- Provided entries
((

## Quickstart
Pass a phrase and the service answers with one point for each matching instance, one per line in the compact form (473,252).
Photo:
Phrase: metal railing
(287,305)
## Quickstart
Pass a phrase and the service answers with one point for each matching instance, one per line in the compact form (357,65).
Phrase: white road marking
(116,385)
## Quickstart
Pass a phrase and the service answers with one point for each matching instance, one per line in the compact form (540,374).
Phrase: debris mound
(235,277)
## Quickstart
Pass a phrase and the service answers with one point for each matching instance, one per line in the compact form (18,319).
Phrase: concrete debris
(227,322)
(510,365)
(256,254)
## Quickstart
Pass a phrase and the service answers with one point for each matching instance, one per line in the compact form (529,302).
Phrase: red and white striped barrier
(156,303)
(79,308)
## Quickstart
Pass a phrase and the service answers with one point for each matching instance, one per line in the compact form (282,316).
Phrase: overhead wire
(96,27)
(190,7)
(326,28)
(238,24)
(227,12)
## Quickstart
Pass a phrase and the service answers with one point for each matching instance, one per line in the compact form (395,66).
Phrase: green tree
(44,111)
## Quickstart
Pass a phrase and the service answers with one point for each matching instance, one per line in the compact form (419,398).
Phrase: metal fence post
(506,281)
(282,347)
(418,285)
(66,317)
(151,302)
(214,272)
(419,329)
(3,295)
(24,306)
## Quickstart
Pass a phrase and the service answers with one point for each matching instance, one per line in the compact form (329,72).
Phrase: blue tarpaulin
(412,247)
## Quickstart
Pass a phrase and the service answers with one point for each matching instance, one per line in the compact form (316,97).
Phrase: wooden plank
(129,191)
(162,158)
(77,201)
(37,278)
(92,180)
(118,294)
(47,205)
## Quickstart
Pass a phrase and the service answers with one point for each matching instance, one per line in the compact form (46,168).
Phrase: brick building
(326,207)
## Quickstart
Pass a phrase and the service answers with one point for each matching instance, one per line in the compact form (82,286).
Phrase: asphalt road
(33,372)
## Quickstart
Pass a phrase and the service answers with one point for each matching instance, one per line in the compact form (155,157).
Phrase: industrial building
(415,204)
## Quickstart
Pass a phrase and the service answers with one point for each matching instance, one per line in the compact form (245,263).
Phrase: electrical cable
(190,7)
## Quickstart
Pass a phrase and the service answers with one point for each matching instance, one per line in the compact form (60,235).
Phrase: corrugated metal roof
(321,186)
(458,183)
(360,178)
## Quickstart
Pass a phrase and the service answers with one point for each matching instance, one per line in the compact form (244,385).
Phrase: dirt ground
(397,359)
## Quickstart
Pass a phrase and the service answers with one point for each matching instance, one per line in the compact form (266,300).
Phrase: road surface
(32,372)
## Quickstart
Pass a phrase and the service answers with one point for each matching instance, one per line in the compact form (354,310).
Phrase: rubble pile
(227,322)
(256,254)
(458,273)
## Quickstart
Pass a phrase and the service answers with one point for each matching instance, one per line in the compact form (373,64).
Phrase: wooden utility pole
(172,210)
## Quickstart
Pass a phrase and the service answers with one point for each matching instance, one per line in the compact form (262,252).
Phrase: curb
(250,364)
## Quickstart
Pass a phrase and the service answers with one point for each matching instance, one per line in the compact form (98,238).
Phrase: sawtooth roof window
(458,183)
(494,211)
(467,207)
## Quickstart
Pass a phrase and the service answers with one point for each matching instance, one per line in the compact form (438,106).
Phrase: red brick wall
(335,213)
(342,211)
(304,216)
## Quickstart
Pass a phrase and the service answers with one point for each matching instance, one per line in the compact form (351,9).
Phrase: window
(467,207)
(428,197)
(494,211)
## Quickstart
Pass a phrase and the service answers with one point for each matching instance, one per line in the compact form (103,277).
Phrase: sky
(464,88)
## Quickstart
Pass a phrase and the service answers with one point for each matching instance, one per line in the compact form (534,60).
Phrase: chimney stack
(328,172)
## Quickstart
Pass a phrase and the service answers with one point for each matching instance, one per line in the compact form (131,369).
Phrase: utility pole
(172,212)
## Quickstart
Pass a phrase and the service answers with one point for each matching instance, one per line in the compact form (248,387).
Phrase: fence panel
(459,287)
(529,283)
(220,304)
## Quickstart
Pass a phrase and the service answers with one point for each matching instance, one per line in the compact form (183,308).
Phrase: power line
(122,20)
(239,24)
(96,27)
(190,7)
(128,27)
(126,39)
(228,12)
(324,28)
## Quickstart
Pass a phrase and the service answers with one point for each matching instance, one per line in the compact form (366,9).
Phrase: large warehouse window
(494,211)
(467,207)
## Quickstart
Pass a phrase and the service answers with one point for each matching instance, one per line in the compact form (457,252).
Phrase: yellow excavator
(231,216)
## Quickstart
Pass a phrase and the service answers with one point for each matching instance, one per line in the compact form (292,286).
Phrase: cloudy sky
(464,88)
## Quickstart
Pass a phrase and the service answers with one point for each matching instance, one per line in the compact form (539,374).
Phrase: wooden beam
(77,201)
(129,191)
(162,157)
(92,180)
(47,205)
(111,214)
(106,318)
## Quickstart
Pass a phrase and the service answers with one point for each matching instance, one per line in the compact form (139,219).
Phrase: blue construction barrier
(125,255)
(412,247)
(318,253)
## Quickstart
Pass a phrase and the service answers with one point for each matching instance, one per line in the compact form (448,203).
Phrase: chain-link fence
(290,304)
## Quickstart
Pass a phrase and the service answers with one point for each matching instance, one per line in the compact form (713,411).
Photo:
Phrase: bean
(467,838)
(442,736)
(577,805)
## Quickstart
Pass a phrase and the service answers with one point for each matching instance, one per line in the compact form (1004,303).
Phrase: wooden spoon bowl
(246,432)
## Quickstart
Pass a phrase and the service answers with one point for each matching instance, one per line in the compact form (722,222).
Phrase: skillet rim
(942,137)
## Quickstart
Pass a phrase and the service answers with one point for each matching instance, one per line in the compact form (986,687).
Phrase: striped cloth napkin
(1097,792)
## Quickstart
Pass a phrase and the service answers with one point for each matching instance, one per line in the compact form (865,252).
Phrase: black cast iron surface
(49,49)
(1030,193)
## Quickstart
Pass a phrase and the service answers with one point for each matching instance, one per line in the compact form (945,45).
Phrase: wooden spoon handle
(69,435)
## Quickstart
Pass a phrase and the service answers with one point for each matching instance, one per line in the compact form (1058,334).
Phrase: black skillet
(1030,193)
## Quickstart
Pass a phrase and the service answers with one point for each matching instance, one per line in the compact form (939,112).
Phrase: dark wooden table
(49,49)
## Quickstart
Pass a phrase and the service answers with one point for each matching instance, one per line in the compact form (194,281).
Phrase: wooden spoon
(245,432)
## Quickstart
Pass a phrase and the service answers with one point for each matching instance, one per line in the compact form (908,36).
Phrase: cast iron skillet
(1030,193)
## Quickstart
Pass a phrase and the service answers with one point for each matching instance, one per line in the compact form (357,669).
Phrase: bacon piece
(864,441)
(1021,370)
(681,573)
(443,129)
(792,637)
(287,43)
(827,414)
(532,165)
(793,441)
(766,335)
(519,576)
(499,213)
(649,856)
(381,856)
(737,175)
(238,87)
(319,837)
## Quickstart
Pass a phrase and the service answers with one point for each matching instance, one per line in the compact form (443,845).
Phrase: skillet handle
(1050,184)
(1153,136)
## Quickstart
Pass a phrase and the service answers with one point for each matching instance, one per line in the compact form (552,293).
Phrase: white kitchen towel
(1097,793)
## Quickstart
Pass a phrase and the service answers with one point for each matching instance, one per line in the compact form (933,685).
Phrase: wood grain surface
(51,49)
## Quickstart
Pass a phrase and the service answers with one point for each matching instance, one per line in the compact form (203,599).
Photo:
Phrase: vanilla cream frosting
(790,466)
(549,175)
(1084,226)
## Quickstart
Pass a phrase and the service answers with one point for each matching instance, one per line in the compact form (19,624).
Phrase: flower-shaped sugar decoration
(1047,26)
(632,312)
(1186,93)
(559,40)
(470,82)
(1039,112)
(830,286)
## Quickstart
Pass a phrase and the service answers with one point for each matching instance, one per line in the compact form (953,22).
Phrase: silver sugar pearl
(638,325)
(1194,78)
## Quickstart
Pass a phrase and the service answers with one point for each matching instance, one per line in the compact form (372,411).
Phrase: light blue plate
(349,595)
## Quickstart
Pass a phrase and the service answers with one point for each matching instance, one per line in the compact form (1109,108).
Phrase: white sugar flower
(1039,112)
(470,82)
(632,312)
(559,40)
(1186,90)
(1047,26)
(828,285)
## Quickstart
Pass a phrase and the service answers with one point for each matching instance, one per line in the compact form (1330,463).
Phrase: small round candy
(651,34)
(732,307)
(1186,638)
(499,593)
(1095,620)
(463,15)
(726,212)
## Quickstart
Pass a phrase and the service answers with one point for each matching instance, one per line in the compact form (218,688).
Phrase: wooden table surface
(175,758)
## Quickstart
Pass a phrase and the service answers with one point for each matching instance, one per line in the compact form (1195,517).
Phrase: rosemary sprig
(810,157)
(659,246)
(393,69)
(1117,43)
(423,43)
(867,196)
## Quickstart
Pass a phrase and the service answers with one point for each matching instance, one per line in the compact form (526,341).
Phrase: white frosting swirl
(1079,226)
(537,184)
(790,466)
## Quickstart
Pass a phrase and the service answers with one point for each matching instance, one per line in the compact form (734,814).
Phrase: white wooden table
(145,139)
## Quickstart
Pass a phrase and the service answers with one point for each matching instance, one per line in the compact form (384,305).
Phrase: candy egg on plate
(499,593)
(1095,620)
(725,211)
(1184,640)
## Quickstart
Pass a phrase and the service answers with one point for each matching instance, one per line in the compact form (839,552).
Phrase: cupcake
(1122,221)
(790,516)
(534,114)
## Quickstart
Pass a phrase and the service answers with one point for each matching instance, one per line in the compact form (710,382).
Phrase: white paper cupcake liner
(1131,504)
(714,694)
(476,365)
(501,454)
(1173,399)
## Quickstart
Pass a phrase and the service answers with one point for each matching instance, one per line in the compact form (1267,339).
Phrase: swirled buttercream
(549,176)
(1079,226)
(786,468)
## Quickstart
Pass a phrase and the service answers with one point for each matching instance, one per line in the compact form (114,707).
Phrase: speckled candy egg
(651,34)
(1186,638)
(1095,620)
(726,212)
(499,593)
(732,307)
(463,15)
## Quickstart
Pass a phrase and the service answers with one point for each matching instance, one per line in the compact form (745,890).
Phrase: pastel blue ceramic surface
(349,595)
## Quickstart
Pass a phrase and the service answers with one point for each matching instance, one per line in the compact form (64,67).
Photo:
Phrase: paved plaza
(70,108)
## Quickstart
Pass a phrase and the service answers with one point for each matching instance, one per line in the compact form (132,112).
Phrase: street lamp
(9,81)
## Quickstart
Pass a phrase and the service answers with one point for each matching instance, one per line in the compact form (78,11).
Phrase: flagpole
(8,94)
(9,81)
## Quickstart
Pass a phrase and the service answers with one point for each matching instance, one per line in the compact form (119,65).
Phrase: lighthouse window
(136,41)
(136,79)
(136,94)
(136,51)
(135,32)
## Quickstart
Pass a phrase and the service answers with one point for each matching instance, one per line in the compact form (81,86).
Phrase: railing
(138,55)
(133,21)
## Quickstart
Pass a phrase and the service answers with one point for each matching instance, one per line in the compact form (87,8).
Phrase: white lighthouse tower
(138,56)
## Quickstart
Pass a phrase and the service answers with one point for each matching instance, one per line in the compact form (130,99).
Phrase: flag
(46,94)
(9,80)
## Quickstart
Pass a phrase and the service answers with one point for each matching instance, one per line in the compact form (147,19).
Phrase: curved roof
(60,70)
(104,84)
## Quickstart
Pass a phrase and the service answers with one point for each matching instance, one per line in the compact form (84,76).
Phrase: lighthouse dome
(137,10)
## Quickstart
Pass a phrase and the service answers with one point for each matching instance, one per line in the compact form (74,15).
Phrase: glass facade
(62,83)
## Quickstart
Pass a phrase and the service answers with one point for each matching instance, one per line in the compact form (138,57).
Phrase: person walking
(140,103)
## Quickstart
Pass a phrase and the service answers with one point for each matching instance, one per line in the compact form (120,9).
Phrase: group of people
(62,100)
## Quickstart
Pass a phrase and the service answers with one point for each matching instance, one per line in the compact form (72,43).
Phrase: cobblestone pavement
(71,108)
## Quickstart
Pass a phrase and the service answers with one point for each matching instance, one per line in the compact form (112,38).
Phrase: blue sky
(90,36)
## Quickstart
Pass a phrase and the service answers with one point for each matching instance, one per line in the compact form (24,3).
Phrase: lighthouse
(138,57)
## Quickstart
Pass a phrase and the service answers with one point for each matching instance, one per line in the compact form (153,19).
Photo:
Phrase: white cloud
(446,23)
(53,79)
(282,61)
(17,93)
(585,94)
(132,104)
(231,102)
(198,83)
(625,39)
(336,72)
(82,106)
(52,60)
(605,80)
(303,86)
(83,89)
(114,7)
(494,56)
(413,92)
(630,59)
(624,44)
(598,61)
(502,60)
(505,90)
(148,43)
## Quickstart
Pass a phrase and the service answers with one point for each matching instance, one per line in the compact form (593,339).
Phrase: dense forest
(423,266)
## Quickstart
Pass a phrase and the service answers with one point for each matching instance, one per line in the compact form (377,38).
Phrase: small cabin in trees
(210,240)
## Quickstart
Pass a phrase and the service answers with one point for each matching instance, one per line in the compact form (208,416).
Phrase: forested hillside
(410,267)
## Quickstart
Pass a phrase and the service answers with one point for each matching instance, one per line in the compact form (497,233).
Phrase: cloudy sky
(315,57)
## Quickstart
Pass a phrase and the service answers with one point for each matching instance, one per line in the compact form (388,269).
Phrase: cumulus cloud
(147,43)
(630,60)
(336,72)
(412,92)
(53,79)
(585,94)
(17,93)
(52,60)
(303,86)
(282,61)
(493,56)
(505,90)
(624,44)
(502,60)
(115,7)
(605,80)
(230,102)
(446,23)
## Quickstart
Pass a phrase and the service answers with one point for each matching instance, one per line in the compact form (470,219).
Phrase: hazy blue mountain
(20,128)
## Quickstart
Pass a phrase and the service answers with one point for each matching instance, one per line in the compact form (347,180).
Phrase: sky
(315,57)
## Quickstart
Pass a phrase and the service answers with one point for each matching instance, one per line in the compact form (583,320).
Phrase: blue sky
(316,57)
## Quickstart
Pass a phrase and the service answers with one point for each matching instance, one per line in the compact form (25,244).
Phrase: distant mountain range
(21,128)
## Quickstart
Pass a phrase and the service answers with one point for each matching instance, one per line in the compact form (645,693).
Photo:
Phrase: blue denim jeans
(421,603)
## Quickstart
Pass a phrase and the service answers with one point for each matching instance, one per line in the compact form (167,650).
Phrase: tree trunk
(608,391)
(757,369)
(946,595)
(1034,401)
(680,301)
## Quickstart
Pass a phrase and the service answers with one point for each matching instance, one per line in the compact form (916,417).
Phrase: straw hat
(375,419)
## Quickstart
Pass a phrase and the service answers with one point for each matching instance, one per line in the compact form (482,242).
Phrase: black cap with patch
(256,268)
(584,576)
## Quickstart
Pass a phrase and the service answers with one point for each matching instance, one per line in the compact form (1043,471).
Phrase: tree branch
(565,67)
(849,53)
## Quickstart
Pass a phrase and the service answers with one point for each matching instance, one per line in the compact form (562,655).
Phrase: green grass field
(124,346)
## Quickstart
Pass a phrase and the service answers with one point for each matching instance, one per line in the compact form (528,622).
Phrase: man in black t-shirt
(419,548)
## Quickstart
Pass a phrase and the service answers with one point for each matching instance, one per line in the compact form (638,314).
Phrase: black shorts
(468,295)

))

- Goal of the exercise
Count the lines in the items above that contain the word "metal", treating case as significant, and reply with that number alone.

- Final result
3